> _Text passage_:
Notice what’s different about the time allocation: instead of trying to fit all 8 of these question types into two or three hours’ worth of lessons, I spread them out in smaller chunks over 2 weeks of lessons, and it probably didn’t take that much longer in terms of actual time. If I had tried to ram all those teaching points into three consecutive lessons, some of my pupils would’ve gotten it all, but many more would’ve gotten stuck early on (and in my earlier days, I would have ‘differentiated’ to “solve” the problem: ‘okay, if you’re finding these new questions on recurring decimals hard, do more practice on these other types that you were finding hard before!’). That’s one big thing CMC taught me, and I’m very grateful for it – in our end of year assessment, the division question was well-answered by most of my class.

Design a spaced curriculum

I’ve left this one til last because it’s by far the most work, but it’s potentially the most rewarding. The three suggestions I’ve made above are somewhat ad hoc. But why not space practice throughout an entire curriculum? This is what Engelmann and co. did for CMC; my one flaw with it is that it’s designed for the US curriculum. I’d love to see an equivalent version that’s geared towards UK’s GCSE maths specification, or even KS2 SATs. An easier version of this may also be the topic of my next post, so stay tuned.

Summary

The spacing effect is one of the strongest effects in memory research. Yet we don’t use it nearly enough. Our failure to make more of it is at the heart of much of the performance-learning gap: pupils can follow what we tell them to do in a lesson, but because we fail to revisit and re-practice over time, pupils’ lesson performance doesn’t turn into learning that endures in the long or even medium term. As I realised at the end of my first half-term as a teacher, this is disastrous for our pupils’ maths attainment, and thus their mathematical confidence and competency.

> _Tasks to complete_:
1. Based on the spaced practice text, decide whether each statement agrees with it: (a) the writer spread the question types over two weeks of lessons; (b) the writer's one flaw with CMC is that it was designed for the UK curriculum; (c) designing a spaced curriculum is the least work of the suggestions. Answer yes or no for each and quote the words that decide it.
2. Please turn the paragraph of the spaced practice text beginning "The spacing effect is one of the strongest" into a short bulleted list that keeps its main points.
3. According to the spaced practice text, which question did most of the writer's class answer well in the end of year assessment?

Location identification data:

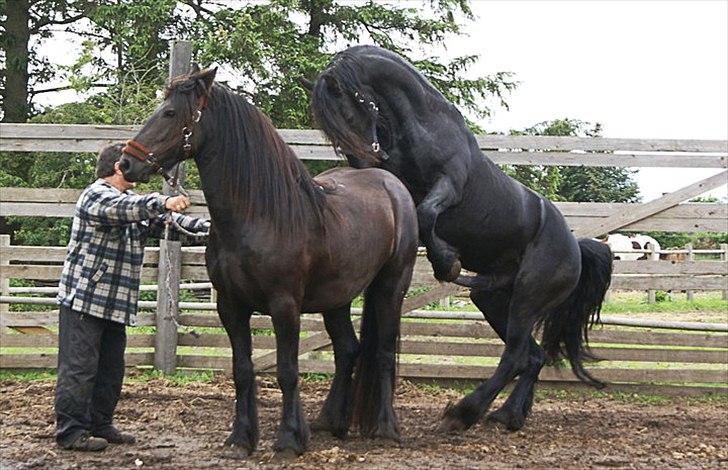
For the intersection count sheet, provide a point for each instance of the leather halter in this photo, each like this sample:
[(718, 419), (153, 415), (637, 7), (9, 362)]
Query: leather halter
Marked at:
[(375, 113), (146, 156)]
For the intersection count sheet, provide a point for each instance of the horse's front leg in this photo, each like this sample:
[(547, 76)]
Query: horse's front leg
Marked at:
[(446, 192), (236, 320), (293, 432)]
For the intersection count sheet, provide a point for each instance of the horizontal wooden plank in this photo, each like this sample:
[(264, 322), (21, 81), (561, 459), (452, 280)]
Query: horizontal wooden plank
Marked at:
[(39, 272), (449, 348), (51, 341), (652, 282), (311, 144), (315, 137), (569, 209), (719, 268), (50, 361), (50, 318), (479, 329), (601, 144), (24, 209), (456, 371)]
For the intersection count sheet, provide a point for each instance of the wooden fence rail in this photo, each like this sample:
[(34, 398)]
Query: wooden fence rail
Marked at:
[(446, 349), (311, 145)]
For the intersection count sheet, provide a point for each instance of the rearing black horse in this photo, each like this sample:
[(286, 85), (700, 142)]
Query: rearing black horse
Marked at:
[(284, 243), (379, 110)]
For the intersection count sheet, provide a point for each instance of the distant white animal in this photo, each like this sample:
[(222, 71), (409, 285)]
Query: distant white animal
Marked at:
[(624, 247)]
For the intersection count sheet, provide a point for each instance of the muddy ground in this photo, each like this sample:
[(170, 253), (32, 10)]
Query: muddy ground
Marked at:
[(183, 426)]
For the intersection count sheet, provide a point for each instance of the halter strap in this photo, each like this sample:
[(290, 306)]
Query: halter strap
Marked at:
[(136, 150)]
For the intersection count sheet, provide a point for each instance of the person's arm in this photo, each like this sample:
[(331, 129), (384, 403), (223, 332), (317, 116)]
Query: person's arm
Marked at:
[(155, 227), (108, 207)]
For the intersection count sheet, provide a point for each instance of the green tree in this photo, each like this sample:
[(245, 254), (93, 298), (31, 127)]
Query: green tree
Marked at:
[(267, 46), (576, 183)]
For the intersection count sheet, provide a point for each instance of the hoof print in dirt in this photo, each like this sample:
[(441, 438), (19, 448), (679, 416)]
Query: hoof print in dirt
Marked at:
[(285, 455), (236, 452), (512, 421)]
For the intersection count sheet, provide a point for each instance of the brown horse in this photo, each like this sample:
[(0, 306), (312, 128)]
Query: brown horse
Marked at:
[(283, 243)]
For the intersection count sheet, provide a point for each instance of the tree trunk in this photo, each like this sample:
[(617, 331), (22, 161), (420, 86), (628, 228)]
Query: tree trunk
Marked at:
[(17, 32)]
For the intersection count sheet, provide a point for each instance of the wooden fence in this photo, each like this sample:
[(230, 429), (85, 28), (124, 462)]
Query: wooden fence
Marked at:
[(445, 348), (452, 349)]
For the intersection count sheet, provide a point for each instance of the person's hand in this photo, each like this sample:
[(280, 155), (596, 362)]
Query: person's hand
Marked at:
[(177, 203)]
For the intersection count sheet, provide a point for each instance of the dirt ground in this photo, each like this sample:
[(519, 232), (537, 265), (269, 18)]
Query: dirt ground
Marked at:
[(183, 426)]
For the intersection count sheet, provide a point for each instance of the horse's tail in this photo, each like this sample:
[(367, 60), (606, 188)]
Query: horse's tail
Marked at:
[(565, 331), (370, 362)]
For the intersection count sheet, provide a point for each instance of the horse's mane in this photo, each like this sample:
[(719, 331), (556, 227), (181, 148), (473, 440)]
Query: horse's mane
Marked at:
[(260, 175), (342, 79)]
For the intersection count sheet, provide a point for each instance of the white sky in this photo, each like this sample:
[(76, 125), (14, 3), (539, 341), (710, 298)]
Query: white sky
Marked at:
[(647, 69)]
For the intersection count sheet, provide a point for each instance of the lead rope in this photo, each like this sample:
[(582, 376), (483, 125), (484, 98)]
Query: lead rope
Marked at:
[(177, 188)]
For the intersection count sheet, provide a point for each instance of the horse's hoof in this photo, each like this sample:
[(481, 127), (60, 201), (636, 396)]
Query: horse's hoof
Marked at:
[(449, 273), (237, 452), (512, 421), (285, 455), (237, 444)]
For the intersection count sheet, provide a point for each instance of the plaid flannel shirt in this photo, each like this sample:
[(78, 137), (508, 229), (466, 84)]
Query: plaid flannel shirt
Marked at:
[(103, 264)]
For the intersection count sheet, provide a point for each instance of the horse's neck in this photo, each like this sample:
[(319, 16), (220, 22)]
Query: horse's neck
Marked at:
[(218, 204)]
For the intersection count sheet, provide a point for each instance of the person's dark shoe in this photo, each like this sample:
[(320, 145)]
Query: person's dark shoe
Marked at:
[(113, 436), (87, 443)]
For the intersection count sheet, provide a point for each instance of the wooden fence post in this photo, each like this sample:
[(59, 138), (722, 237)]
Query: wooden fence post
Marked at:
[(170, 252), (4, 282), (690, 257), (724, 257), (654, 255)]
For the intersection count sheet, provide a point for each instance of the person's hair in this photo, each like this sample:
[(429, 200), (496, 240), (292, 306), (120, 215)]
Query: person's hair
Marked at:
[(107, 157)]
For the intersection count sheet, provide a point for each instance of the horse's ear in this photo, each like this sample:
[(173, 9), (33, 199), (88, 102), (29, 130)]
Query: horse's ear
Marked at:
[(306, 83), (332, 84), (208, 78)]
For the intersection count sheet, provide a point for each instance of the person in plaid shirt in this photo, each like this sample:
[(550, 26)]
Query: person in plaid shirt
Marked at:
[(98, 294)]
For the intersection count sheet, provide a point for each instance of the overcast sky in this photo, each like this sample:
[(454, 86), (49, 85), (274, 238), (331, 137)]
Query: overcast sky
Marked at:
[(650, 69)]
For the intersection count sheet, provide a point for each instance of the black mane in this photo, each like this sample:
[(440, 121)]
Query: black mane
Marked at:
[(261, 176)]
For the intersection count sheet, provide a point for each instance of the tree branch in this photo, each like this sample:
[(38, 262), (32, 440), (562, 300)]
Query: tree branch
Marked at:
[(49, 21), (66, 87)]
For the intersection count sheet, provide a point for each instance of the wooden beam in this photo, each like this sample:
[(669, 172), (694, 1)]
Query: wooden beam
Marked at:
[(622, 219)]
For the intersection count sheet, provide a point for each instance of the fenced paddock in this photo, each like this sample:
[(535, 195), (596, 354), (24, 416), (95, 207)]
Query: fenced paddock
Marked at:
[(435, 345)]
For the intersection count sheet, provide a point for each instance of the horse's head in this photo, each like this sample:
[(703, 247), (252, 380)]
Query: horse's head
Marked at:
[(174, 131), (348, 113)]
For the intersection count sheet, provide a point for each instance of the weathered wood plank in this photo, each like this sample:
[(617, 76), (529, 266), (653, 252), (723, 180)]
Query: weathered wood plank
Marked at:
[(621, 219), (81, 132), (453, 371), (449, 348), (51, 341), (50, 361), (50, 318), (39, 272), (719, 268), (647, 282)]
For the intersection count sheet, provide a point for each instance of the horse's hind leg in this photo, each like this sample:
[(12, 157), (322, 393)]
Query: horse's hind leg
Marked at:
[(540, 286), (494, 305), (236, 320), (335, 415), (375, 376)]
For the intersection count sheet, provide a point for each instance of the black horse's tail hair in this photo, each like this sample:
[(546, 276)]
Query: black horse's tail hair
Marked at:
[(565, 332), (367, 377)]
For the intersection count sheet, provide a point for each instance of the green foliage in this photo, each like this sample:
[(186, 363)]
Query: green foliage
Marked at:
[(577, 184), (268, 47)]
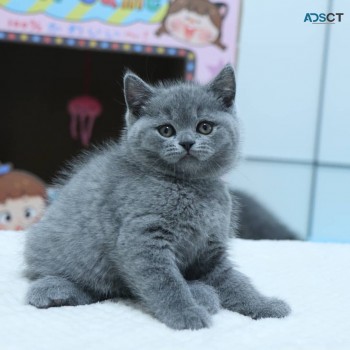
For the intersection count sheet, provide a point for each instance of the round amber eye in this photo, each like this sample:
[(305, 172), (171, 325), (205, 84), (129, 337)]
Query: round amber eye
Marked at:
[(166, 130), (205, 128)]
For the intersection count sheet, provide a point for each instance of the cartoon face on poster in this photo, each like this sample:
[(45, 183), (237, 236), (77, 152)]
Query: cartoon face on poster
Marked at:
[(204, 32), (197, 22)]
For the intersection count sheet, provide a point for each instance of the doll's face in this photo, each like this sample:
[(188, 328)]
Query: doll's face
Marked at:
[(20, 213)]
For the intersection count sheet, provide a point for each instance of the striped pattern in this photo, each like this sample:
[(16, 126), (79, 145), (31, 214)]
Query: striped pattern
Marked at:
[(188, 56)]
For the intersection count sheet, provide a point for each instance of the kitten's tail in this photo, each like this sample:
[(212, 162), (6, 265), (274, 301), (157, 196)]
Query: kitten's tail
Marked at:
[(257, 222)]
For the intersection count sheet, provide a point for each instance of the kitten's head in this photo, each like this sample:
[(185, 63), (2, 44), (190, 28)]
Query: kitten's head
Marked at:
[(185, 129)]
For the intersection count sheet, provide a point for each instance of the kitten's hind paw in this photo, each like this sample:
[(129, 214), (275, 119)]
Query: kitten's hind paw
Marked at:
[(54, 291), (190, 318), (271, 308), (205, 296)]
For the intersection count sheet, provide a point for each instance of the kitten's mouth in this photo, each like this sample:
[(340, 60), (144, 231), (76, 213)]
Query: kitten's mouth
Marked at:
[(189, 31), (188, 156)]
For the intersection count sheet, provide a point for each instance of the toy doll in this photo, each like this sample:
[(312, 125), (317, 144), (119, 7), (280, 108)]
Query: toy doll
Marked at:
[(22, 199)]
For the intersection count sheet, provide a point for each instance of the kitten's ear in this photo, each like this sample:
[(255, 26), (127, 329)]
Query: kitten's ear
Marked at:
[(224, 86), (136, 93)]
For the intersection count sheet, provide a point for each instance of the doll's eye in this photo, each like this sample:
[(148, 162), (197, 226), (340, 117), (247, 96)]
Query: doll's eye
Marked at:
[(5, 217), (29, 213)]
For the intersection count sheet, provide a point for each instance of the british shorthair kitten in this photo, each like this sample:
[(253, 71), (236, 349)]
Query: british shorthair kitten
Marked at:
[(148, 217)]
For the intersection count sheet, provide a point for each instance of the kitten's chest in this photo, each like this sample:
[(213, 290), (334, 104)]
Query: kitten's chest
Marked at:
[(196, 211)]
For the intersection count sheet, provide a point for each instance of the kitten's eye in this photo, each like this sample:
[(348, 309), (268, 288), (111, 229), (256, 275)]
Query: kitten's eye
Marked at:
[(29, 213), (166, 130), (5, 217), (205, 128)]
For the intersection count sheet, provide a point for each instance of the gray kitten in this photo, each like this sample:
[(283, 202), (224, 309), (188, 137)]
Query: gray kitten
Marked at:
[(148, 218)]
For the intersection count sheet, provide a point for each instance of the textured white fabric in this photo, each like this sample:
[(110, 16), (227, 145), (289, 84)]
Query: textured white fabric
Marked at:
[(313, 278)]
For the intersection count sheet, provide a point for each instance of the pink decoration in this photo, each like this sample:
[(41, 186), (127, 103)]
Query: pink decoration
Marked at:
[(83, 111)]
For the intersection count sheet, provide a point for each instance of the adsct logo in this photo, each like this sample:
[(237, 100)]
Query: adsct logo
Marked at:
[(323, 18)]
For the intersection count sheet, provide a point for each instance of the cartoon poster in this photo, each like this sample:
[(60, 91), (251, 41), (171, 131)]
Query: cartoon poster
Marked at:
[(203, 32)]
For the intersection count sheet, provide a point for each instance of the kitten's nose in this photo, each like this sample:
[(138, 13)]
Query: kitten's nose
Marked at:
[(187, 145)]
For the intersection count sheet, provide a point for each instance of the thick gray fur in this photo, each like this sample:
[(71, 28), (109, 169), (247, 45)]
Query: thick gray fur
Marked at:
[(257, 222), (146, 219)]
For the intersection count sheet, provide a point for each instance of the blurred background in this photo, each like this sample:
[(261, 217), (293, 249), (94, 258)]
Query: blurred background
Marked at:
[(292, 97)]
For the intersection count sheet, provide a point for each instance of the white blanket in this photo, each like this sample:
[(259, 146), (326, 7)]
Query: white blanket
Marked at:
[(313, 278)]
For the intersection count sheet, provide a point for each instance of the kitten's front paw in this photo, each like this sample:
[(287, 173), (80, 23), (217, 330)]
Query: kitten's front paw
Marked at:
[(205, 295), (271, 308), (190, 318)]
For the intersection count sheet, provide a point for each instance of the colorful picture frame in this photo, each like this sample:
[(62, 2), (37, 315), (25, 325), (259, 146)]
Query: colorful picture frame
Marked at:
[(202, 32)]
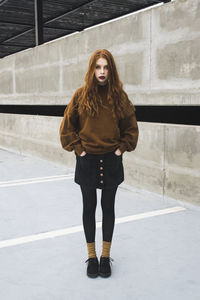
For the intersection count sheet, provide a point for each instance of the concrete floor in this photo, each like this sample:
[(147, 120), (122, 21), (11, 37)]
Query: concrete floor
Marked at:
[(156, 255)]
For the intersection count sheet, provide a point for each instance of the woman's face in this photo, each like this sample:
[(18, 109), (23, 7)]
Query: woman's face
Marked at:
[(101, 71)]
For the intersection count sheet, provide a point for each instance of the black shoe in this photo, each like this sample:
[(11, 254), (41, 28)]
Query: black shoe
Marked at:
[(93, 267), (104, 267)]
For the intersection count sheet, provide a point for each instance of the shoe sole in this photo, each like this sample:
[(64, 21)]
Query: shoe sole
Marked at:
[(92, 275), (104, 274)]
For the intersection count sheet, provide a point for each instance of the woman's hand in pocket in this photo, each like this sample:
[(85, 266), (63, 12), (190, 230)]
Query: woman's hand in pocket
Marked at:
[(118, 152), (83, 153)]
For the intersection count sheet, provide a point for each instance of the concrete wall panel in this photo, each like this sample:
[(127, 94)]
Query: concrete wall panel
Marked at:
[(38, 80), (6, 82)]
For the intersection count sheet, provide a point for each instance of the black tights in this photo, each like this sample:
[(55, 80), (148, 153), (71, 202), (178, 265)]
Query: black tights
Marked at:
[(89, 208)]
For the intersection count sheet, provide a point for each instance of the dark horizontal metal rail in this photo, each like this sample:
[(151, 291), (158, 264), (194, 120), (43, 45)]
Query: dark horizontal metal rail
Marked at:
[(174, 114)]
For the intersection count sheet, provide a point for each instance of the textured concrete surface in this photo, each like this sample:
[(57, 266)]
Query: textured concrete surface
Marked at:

> _Answers to the exercises_:
1.
(a) Yes: "I spread them out in smaller chunks over 2 weeks of lessons"
(b) No: "my one flaw with it is that it’s designed for the US curriculum"
(c) No: "it’s by far the most work"

2.
- The spacing effect is one of the strongest effects in memory research, yet it is not used nearly enough.
- This failure is at the heart of much of the performance-learning gap.
- Pupils can follow instructions in a lesson, but without revisiting and re-practicing over time, their lesson performance does not become lasting learning.
- The writer realized at the end of the first half-term as a teacher that this is disastrous for pupils' maths attainment, confidence and competency.

3. The division question.